DESCRIPTION OF THE TASK -
Substitute "x-y coordinates" for "pixel coordinates" in the records from the line with "label the dry grass, a point per instance." to the line with "(1036, 731)". Return only those lines, with everything else unchanged.

--- Start ENTRIES SUPPLIED ---

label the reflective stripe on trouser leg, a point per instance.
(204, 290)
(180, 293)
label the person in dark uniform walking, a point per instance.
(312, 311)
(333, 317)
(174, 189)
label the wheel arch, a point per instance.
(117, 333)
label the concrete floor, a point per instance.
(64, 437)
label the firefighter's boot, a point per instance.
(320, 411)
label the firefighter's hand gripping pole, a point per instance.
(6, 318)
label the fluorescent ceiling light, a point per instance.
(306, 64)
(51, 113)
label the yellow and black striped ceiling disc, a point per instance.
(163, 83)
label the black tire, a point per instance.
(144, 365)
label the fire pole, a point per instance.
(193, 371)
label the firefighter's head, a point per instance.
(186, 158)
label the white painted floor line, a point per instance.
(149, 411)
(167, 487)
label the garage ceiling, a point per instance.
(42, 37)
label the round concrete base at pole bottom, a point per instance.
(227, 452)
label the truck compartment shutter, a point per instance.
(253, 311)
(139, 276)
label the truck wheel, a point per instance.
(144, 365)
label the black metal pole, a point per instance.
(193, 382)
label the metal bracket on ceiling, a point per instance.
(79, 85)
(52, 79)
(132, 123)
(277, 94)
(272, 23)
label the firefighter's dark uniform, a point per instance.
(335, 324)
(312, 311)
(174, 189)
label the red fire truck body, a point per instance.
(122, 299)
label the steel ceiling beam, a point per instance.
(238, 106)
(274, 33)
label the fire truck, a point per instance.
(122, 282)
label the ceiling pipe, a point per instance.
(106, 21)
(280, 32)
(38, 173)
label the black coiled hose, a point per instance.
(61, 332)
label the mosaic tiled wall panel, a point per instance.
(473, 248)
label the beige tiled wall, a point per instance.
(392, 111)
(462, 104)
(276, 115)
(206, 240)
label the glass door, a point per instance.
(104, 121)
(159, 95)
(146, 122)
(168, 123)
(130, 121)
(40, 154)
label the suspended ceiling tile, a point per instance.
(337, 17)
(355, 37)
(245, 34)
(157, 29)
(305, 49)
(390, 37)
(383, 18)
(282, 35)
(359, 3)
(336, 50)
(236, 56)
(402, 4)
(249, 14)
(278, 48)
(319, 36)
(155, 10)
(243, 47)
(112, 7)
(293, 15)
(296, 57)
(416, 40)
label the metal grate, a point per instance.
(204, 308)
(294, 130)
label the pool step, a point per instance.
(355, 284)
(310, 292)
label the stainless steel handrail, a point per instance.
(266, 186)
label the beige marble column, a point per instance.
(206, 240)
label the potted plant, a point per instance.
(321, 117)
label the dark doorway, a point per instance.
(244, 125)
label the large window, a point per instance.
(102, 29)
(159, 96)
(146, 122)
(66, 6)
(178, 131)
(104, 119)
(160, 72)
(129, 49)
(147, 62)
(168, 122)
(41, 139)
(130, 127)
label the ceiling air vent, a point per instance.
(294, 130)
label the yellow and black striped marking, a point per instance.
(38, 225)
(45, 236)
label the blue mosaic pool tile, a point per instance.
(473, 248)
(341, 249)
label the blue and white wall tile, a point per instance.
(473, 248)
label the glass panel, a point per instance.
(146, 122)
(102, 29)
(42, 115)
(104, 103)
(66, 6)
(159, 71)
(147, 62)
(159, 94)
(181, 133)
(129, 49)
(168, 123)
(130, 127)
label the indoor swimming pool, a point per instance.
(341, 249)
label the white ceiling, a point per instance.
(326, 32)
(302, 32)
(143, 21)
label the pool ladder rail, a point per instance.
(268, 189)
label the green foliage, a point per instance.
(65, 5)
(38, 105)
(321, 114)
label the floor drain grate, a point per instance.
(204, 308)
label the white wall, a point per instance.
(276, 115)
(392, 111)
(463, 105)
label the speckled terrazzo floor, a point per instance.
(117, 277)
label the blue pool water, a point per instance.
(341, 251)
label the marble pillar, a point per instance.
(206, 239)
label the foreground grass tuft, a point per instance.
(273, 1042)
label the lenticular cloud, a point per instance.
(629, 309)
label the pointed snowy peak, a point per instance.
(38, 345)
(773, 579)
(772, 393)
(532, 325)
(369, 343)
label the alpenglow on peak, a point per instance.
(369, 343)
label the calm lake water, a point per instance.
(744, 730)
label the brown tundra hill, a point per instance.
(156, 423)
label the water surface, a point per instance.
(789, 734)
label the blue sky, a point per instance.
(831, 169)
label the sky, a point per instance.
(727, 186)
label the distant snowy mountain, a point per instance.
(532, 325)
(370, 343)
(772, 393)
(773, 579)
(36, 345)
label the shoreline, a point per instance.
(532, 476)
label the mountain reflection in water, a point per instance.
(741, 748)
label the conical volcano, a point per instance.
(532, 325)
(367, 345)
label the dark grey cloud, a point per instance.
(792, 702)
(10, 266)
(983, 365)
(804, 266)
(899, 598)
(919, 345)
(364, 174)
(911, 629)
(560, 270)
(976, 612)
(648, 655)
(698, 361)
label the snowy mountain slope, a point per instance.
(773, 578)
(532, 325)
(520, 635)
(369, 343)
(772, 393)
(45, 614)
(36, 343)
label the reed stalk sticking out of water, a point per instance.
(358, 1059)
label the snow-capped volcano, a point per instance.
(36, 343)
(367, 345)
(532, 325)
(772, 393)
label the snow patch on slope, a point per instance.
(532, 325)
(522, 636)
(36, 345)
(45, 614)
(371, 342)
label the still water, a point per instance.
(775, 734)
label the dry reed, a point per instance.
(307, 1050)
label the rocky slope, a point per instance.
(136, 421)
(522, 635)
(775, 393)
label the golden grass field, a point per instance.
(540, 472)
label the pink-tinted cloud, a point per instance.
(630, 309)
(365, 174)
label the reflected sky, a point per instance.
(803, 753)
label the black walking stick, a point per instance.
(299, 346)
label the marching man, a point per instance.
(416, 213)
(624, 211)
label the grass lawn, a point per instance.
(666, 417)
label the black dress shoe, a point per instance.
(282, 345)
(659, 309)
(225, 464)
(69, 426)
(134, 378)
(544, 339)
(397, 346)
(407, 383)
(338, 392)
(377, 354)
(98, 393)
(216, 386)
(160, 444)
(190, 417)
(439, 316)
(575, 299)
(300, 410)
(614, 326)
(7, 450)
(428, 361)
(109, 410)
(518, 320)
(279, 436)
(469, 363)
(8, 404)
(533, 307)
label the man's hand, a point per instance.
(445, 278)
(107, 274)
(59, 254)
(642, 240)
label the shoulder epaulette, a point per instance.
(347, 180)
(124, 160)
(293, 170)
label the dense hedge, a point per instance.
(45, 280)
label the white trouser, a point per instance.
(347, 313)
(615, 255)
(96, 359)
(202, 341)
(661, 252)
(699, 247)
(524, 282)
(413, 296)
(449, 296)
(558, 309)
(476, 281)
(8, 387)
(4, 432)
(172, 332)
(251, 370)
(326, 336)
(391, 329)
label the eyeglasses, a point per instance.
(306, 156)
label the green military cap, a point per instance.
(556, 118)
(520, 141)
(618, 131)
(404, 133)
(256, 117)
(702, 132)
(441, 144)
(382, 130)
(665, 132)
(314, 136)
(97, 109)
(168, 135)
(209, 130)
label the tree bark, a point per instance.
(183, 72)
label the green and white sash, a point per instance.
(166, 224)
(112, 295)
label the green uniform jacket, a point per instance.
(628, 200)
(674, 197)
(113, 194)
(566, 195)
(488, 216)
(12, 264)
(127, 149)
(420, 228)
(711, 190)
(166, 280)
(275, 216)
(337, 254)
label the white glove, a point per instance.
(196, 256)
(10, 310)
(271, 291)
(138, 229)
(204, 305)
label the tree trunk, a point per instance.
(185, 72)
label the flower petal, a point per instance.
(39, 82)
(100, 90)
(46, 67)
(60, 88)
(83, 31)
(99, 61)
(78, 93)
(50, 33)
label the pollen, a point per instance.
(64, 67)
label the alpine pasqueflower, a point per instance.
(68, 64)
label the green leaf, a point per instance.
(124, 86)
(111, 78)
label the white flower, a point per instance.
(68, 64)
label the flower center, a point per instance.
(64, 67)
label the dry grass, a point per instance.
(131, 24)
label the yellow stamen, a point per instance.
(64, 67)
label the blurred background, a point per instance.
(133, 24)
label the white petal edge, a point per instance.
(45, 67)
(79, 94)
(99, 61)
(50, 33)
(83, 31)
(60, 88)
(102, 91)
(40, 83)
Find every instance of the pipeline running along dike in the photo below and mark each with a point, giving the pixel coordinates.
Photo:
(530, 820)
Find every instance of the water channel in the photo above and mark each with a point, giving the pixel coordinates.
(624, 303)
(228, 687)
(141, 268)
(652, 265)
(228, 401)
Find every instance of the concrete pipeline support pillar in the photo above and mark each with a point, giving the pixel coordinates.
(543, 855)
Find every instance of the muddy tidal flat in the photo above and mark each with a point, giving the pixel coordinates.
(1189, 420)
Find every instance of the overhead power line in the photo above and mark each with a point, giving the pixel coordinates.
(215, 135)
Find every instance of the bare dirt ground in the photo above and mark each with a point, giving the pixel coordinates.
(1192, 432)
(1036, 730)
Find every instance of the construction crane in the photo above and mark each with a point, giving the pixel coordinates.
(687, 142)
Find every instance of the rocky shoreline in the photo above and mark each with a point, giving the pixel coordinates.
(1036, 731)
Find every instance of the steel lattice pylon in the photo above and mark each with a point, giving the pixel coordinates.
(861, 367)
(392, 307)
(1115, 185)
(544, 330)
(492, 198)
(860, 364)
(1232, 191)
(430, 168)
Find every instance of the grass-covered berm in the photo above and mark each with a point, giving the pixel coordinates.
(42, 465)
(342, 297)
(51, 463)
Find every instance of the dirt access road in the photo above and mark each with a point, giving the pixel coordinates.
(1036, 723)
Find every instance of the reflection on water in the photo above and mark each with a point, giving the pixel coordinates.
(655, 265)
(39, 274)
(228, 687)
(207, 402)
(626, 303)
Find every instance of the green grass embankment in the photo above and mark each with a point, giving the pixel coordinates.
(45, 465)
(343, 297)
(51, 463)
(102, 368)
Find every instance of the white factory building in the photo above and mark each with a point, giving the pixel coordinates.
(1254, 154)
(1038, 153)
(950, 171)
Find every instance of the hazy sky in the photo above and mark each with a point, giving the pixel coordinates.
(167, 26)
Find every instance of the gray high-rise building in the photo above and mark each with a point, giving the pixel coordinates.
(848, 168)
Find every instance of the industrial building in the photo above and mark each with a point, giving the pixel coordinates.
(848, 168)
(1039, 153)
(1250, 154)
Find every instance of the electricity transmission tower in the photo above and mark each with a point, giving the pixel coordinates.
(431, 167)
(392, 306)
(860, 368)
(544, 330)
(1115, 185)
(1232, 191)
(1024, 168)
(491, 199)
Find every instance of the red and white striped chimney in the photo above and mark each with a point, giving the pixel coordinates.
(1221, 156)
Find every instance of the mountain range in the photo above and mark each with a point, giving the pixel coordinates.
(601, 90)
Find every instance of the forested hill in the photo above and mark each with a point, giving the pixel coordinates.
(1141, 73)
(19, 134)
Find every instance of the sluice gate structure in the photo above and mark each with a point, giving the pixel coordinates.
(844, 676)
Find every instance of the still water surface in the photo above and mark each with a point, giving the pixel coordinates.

--- End ENTRIES SUPPLIED ---

REPLY TO THE EXERCISE -
label the dry grass, a point per instance.
(131, 24)
label the yellow stamen, a point per instance.
(64, 67)
label the blurred background, a point per instance.
(133, 24)
label the white petal edge, a point per instance.
(45, 67)
(79, 94)
(99, 61)
(50, 33)
(83, 31)
(60, 88)
(102, 91)
(40, 83)
Find every instance of the pipeline running along dike in the photo below and mark each with a point, giving the x-y coordinates.
Photo:
(530, 820)
Find every instance of the water channel in the photo above and mark each with a point, giving the x-y coordinates.
(624, 303)
(228, 687)
(141, 268)
(652, 265)
(228, 401)
Find every instance of the concrete pipeline support pillar in the photo above and mark each with a point, giving the x-y coordinates.
(543, 855)
Find every instance of the muddy tidal flat in the photo above and mark each with a point, giving the x-y coordinates.
(1189, 420)
Find every instance of the overhead power line in the photo above and mark each with a point, giving the x-y coordinates.
(215, 135)
Find every instance of the bare dirt ground in the photo above and mark each with a point, giving the x-y coordinates.
(1192, 432)
(1036, 730)
Find every instance of the construction crane in the photo above and mark each with a point, giving the x-y coordinates.
(687, 142)
Find every instance of the rocky shoreline in the photo above and mark each with a point, giving the x-y coordinates.
(1036, 731)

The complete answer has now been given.